**Task goal**
Convert the entries, from their first line up to and including the line containing "83], [142, 85]]", into a JSON list of strings with one string per line. Skip blank lines and omit the pictures.

**Provided data**
────────────────

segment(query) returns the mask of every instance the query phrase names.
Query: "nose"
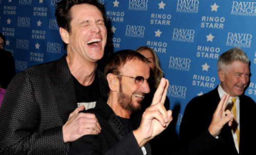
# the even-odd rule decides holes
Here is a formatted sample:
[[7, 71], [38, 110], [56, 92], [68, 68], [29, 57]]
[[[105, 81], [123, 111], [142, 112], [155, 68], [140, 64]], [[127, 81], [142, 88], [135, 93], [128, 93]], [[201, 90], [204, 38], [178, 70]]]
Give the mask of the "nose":
[[248, 81], [249, 76], [248, 76], [247, 75], [244, 75], [240, 78], [240, 82], [244, 84], [247, 83]]
[[141, 85], [141, 91], [144, 93], [147, 94], [150, 92], [148, 83], [147, 83], [147, 81], [146, 80], [144, 80], [143, 83], [142, 83], [142, 85]]
[[92, 26], [91, 31], [93, 33], [99, 33], [100, 32], [100, 29], [97, 24], [95, 24]]

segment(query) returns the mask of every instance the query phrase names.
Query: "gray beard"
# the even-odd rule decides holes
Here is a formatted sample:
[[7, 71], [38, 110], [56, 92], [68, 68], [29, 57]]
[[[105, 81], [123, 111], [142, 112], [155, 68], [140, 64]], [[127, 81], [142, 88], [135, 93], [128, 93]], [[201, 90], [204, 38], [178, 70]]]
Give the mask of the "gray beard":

────────────────

**Solution to the problem**
[
  "segment(query) returns the mask of every instance the query phrase names.",
  "Query: \"nose\"",
  "# the even-odd rule decides holes",
  "Here is a formatted sample:",
  "[[7, 71], [38, 110], [56, 92], [68, 68], [29, 57]]",
  "[[[105, 81], [123, 111], [142, 112], [155, 68], [140, 64]], [[127, 81], [142, 88], [135, 93], [128, 93]], [[201, 90], [204, 38], [178, 70]]]",
  "Give the mask of the \"nose\":",
  "[[248, 81], [249, 76], [248, 76], [247, 75], [244, 75], [240, 78], [240, 82], [244, 84], [247, 83]]",
  "[[141, 85], [141, 91], [144, 93], [147, 94], [150, 92], [148, 83], [147, 83], [147, 81], [146, 80], [144, 80], [143, 83], [142, 83], [142, 85]]"
]